## Written instruction
In the rows below, rewrite the stretch from the line containing "Kindly outline every instance of the porch roof" through the line containing "70], [195, 71]]". Copy every line, requests included, and leave the pictures out. Multiply each vertex coordinate in the answers by 2.2 and round to whole numbers, rounding halves up. Leave every number in the requests unchanged.

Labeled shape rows

>> begin

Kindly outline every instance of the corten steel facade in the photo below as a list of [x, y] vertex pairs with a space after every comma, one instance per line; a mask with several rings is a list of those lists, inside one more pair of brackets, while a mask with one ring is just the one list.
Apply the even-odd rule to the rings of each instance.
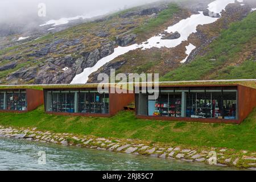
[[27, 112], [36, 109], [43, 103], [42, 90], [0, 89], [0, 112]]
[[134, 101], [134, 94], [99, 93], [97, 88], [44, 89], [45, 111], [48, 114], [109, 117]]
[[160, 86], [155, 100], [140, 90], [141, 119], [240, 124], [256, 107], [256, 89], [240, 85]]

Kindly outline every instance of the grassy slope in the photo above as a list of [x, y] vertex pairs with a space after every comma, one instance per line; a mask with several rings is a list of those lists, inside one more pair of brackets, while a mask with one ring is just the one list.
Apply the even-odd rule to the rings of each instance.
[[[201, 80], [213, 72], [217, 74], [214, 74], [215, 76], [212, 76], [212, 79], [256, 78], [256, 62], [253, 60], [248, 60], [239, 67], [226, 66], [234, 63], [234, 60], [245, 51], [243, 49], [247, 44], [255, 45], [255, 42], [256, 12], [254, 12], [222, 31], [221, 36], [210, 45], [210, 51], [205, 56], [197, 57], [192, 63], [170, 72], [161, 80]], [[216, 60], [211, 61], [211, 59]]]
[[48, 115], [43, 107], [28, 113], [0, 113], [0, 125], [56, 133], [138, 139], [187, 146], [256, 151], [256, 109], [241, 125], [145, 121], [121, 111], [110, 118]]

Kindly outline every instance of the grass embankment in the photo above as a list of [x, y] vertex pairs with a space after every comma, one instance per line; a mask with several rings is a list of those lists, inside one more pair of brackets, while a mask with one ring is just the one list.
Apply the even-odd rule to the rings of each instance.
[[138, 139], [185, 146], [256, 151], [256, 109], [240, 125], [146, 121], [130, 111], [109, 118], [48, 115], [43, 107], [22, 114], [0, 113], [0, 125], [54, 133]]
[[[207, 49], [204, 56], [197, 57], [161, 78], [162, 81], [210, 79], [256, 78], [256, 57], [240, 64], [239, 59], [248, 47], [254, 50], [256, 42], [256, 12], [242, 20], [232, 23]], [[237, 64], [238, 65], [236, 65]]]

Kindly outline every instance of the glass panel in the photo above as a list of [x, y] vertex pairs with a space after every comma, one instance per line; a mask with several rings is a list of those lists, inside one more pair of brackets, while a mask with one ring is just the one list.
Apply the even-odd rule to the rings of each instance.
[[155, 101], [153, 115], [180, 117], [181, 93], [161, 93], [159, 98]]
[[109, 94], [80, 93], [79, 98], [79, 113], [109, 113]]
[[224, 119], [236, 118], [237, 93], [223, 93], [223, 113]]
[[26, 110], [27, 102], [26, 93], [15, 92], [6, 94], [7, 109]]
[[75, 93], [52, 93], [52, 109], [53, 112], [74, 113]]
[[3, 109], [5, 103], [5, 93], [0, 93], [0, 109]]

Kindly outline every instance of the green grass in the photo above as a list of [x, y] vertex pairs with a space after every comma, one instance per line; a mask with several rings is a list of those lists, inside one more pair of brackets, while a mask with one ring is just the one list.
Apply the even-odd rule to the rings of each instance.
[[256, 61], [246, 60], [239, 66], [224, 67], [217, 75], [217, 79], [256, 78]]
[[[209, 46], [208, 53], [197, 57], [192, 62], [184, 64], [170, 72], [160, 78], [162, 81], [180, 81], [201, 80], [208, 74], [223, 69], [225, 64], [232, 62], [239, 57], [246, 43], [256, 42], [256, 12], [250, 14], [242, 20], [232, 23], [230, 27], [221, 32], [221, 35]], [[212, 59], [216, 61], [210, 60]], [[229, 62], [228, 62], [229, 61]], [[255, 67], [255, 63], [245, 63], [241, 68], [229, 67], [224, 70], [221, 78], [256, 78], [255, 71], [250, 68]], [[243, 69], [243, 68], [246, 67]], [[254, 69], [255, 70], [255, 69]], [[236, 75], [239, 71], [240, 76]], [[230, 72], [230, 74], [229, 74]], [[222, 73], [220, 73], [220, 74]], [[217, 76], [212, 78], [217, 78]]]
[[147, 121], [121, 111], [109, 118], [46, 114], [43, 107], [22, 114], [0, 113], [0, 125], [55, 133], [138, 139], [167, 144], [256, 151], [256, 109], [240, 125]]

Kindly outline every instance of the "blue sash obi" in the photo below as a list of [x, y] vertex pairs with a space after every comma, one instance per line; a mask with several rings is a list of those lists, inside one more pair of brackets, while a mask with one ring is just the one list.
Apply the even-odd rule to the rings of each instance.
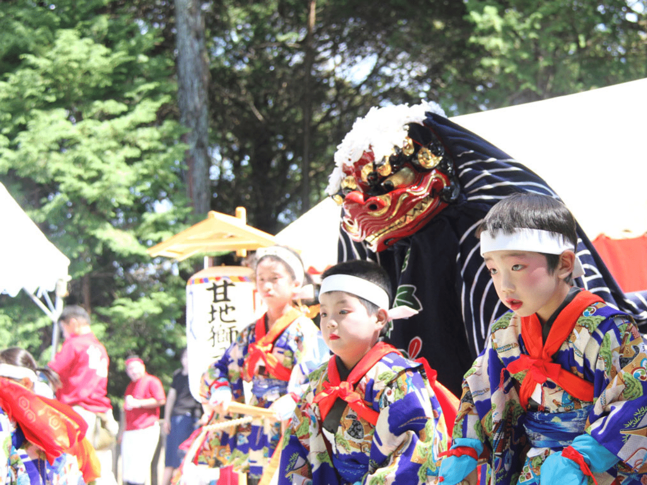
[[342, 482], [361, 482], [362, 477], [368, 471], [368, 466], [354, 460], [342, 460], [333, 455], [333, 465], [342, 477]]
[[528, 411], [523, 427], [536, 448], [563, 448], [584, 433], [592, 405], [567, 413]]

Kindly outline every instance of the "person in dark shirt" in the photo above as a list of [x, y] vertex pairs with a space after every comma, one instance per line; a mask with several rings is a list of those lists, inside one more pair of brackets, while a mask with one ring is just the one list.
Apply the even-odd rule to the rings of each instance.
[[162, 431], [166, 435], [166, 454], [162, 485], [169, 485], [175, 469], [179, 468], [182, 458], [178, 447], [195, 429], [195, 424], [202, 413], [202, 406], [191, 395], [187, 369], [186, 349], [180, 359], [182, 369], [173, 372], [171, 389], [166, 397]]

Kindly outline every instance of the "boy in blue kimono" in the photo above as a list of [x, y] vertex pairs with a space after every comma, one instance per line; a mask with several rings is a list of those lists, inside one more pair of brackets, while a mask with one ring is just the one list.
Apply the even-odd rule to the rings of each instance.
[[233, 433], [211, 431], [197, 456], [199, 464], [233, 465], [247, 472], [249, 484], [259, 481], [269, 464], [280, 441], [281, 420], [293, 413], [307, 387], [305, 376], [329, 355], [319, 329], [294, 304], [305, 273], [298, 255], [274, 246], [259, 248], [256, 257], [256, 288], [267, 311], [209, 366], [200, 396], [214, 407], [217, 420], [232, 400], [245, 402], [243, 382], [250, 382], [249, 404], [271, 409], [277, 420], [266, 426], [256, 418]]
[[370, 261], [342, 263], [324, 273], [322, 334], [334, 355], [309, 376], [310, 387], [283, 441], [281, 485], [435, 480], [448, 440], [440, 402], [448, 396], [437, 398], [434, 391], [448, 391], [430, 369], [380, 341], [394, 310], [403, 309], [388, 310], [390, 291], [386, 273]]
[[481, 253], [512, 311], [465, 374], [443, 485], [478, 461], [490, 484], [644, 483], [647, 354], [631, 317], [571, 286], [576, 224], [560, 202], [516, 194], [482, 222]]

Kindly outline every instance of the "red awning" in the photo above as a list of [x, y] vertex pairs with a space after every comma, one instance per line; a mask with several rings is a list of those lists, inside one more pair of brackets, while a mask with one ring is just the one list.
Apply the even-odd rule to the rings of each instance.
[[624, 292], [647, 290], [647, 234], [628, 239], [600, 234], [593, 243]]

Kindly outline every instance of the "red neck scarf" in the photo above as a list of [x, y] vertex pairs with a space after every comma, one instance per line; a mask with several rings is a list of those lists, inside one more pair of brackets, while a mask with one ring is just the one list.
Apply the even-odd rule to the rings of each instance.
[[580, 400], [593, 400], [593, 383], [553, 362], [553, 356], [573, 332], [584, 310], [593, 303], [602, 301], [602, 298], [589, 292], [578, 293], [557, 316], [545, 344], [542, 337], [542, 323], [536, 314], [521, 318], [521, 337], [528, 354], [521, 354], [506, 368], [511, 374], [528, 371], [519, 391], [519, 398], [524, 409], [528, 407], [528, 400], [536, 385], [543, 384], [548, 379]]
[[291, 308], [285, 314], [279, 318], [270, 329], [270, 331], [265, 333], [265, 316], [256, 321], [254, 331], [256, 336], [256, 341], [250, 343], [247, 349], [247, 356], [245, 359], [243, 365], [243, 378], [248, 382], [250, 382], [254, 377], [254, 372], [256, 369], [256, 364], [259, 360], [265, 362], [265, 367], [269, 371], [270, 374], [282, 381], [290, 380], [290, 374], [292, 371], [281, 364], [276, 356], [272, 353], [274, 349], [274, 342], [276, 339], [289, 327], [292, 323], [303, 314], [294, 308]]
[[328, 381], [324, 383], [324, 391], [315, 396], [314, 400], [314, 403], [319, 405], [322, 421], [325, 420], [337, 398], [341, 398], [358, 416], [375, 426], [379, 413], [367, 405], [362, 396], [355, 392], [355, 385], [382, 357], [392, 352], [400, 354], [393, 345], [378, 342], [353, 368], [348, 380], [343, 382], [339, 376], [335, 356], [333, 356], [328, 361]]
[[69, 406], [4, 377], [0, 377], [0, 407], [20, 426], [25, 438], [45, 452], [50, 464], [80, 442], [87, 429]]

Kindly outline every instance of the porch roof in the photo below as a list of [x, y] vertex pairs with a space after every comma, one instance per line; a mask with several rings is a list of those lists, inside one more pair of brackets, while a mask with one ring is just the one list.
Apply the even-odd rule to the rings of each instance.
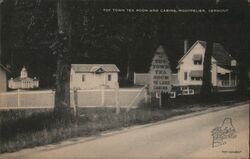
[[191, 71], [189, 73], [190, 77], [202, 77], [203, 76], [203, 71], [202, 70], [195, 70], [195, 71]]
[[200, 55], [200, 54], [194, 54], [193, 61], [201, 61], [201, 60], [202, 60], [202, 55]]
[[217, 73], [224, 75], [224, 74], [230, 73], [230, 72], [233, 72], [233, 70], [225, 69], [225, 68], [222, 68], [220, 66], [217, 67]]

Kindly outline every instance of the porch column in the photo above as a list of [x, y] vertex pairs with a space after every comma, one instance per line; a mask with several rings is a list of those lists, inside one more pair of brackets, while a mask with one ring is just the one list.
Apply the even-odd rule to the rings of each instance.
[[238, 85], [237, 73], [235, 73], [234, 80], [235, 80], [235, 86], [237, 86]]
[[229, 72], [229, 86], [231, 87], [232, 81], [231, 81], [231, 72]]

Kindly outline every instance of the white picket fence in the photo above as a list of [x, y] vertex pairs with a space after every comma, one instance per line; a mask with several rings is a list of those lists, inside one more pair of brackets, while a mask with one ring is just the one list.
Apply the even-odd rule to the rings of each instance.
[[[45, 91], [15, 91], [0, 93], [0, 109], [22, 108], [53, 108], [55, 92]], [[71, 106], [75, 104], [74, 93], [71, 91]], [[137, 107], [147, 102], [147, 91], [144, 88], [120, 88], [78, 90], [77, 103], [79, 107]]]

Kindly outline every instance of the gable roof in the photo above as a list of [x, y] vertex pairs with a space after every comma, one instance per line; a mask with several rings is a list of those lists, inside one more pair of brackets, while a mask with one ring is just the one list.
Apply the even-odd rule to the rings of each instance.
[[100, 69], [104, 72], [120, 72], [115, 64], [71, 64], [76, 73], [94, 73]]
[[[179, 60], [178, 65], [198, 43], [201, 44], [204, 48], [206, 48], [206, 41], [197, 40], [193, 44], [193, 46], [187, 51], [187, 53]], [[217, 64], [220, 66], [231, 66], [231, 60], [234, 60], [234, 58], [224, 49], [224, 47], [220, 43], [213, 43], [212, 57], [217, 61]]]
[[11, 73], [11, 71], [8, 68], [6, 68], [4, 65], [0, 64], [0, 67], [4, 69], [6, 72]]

>> end

## Correct answer
Kindly outline every instance of the porch roof in the photo below as a list of [x, y] vertex pairs with a space after every comma, one instance per line; a mask with several rings is a list of those lists, inside one more pair of brackets, while a mask with one ring is just the one list.
Apply the even-odd rule to the rings of each instance.
[[420, 156], [416, 161], [418, 169], [444, 169], [447, 167], [447, 156], [444, 154], [429, 154], [429, 156]]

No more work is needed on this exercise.